| INSTRUCTIONS FOR THE TASK |
Please rewrite the lines below as a numbered list, beginning at the line that contains "of the rusted" and stopping after the line that contains "column 206, row 107". Leave out any blank lines.

| THE RECORDS |
════════════════

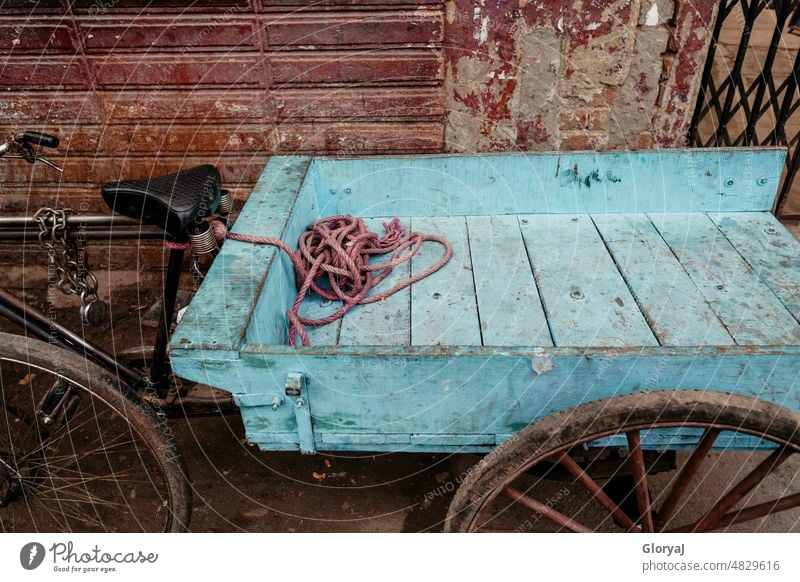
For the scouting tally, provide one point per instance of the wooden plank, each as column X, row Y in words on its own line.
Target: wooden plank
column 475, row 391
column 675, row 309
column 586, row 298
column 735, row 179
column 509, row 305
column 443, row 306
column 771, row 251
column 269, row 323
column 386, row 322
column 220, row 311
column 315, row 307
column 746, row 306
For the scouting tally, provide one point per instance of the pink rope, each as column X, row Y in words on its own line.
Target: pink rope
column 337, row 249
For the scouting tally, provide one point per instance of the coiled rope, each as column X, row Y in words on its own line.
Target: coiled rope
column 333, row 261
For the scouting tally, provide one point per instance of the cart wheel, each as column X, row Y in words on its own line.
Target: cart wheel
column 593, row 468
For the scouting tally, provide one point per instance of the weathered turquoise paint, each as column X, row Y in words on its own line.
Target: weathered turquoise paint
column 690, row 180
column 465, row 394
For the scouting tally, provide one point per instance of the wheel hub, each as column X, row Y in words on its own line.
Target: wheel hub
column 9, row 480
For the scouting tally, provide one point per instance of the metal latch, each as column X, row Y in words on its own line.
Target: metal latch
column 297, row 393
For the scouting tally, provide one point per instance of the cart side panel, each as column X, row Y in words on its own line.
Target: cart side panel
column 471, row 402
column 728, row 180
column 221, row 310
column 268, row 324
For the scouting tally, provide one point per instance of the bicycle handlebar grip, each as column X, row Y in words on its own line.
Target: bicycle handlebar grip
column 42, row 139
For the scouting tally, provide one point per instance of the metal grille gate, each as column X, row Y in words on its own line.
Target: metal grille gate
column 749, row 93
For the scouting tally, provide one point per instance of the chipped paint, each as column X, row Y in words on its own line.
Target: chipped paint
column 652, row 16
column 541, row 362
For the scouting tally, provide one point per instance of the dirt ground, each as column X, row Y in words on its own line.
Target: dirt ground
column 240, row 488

════════════════

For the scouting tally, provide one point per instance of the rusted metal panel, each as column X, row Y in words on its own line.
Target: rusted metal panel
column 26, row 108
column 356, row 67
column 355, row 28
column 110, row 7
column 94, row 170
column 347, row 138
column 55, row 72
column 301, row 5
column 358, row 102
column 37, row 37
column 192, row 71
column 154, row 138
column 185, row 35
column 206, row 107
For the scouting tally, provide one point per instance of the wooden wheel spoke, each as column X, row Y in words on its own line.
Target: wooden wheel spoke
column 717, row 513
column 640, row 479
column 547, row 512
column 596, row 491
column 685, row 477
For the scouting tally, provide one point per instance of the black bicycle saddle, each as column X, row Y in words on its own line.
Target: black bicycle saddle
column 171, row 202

════════════════

| ANSWER TO THIS PROBLEM |
1. For the scouting tally, provide one point per instance of the rusted metal panel, each as column X, row Y in words on its own line.
2. Target: rusted metal panel
3. column 26, row 108
4. column 356, row 67
5. column 355, row 28
6. column 110, row 7
7. column 94, row 170
8. column 347, row 138
9. column 55, row 72
10. column 301, row 5
11. column 358, row 102
12. column 37, row 37
13. column 192, row 71
14. column 154, row 138
15. column 185, row 35
16. column 206, row 107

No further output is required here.